Task requirements — Leaving out the pictures, retype the lines from the beginning of the listing through the line containing "Target = football sock".

Records shown —
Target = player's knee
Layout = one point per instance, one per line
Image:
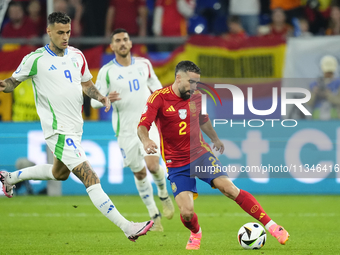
(187, 212)
(153, 167)
(140, 175)
(187, 215)
(231, 191)
(62, 176)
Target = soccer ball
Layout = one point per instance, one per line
(252, 236)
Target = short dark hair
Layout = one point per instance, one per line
(118, 31)
(16, 4)
(234, 19)
(187, 66)
(58, 17)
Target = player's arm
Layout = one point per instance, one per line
(153, 82)
(208, 129)
(8, 85)
(143, 16)
(90, 90)
(148, 116)
(109, 20)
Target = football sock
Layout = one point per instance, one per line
(106, 207)
(37, 172)
(159, 179)
(192, 225)
(269, 224)
(250, 205)
(145, 190)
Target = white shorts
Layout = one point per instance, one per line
(67, 148)
(133, 151)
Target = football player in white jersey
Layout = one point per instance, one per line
(60, 75)
(127, 81)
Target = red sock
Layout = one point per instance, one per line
(250, 205)
(192, 225)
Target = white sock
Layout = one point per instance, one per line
(269, 224)
(38, 172)
(106, 207)
(145, 190)
(159, 179)
(199, 231)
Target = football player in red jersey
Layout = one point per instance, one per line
(180, 122)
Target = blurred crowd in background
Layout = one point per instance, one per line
(231, 19)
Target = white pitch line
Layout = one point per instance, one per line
(81, 215)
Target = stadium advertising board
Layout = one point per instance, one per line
(300, 160)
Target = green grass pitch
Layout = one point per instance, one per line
(72, 225)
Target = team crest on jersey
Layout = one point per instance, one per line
(192, 106)
(140, 71)
(18, 69)
(182, 113)
(145, 109)
(75, 62)
(123, 152)
(173, 187)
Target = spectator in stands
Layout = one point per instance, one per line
(303, 28)
(74, 9)
(170, 18)
(236, 31)
(292, 8)
(278, 27)
(19, 25)
(325, 96)
(248, 11)
(209, 17)
(334, 23)
(35, 15)
(94, 17)
(130, 15)
(317, 13)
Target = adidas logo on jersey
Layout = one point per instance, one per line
(52, 68)
(171, 109)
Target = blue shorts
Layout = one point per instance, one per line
(184, 178)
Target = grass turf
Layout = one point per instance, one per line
(72, 225)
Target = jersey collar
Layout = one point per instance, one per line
(114, 60)
(52, 53)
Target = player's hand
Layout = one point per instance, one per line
(2, 85)
(114, 96)
(106, 102)
(150, 147)
(218, 146)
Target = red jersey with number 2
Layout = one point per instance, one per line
(178, 122)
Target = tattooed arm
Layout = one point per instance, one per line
(86, 174)
(8, 85)
(90, 90)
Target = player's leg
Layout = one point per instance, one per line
(145, 191)
(37, 172)
(251, 206)
(157, 172)
(184, 190)
(104, 204)
(185, 202)
(133, 158)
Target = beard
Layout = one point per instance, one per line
(184, 94)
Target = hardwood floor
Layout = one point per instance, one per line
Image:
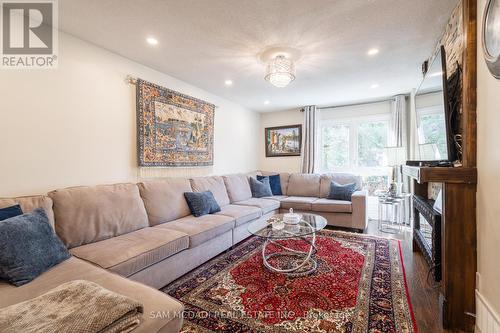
(424, 293)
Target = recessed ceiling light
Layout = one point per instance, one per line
(152, 41)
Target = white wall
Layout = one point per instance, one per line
(282, 118)
(293, 117)
(488, 209)
(76, 125)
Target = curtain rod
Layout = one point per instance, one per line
(361, 103)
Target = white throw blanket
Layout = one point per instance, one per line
(77, 307)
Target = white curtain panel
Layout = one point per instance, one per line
(399, 122)
(311, 128)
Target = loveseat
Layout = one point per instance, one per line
(136, 238)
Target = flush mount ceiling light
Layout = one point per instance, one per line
(280, 63)
(152, 41)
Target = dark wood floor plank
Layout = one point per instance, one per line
(424, 294)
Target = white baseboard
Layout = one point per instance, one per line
(487, 320)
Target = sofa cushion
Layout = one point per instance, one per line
(305, 185)
(277, 197)
(28, 247)
(284, 178)
(201, 203)
(332, 206)
(260, 188)
(154, 301)
(130, 253)
(339, 178)
(30, 203)
(200, 229)
(298, 203)
(341, 192)
(237, 187)
(266, 205)
(241, 214)
(213, 184)
(11, 211)
(89, 214)
(164, 199)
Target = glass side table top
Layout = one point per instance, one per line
(308, 225)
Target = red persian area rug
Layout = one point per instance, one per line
(359, 286)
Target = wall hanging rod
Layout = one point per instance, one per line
(129, 79)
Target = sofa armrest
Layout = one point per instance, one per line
(359, 209)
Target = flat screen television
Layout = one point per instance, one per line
(435, 140)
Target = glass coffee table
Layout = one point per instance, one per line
(278, 256)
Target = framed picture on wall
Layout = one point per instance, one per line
(283, 141)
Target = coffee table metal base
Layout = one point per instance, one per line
(302, 262)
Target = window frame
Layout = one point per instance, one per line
(353, 124)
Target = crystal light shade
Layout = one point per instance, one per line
(280, 71)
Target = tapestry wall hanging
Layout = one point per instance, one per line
(174, 130)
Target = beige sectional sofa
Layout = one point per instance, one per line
(136, 238)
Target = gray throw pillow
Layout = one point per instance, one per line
(201, 203)
(28, 247)
(341, 192)
(260, 188)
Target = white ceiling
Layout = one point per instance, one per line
(205, 42)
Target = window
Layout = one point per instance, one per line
(372, 139)
(335, 140)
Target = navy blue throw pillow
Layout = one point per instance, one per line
(8, 212)
(28, 247)
(341, 192)
(260, 188)
(275, 182)
(201, 203)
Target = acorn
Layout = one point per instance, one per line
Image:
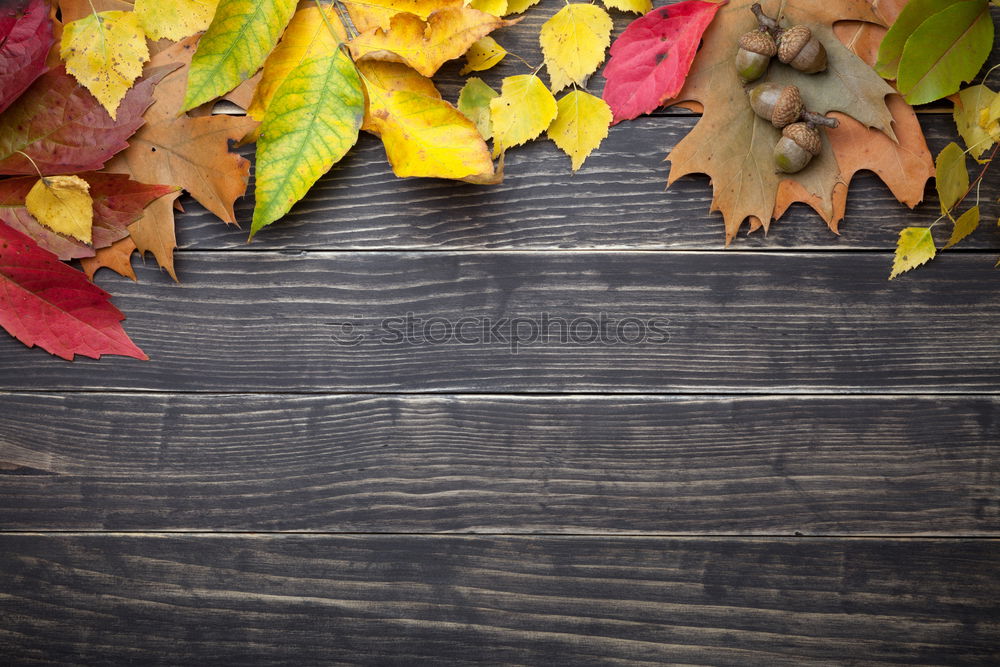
(757, 47)
(799, 48)
(779, 104)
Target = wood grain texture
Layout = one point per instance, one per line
(501, 464)
(617, 200)
(412, 600)
(734, 322)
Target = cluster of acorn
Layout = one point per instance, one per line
(782, 105)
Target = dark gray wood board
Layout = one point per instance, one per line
(871, 465)
(734, 322)
(618, 199)
(409, 600)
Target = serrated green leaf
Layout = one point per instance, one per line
(474, 102)
(234, 47)
(965, 225)
(914, 13)
(945, 50)
(914, 247)
(312, 121)
(951, 176)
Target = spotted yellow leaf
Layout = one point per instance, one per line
(311, 122)
(580, 126)
(482, 55)
(105, 52)
(234, 47)
(425, 45)
(174, 19)
(64, 205)
(423, 135)
(523, 111)
(573, 43)
(914, 247)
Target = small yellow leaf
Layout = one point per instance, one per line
(423, 135)
(495, 7)
(63, 204)
(425, 45)
(174, 19)
(105, 53)
(580, 126)
(482, 55)
(637, 6)
(573, 43)
(965, 225)
(915, 247)
(523, 111)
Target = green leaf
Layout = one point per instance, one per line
(951, 176)
(234, 47)
(945, 50)
(915, 247)
(965, 225)
(967, 118)
(474, 102)
(913, 14)
(312, 121)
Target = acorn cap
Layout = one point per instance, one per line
(805, 135)
(792, 41)
(759, 42)
(788, 108)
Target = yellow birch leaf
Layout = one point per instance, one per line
(519, 6)
(423, 135)
(914, 247)
(523, 111)
(637, 6)
(307, 36)
(174, 19)
(482, 55)
(234, 47)
(368, 14)
(573, 43)
(425, 45)
(580, 126)
(965, 225)
(495, 7)
(63, 204)
(474, 102)
(105, 53)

Answer box —
Target = player's knee
Layout = one point per instance, one per line
Image:
(187, 212)
(153, 167)
(140, 175)
(187, 215)
(231, 191)
(62, 176)
Target = soccer ball
Layout = one point per instance, one per line
(252, 236)
Target = short dark hair
Layout = one point per instance, one per line
(118, 31)
(16, 4)
(234, 19)
(187, 66)
(58, 17)
Target = player's arm
Layout = one point per instance, one per line
(153, 82)
(208, 129)
(8, 85)
(143, 16)
(90, 90)
(148, 116)
(109, 20)
Target = football sock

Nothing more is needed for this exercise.